## ASSIGNMENT
Below are some records. How many of their lines contain the string "ruddy"? Give the number only.

Saved data entries
+ + +

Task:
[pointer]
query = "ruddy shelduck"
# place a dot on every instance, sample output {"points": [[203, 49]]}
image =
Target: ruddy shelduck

+ + +

## RESULT OF THIS EXERCISE
2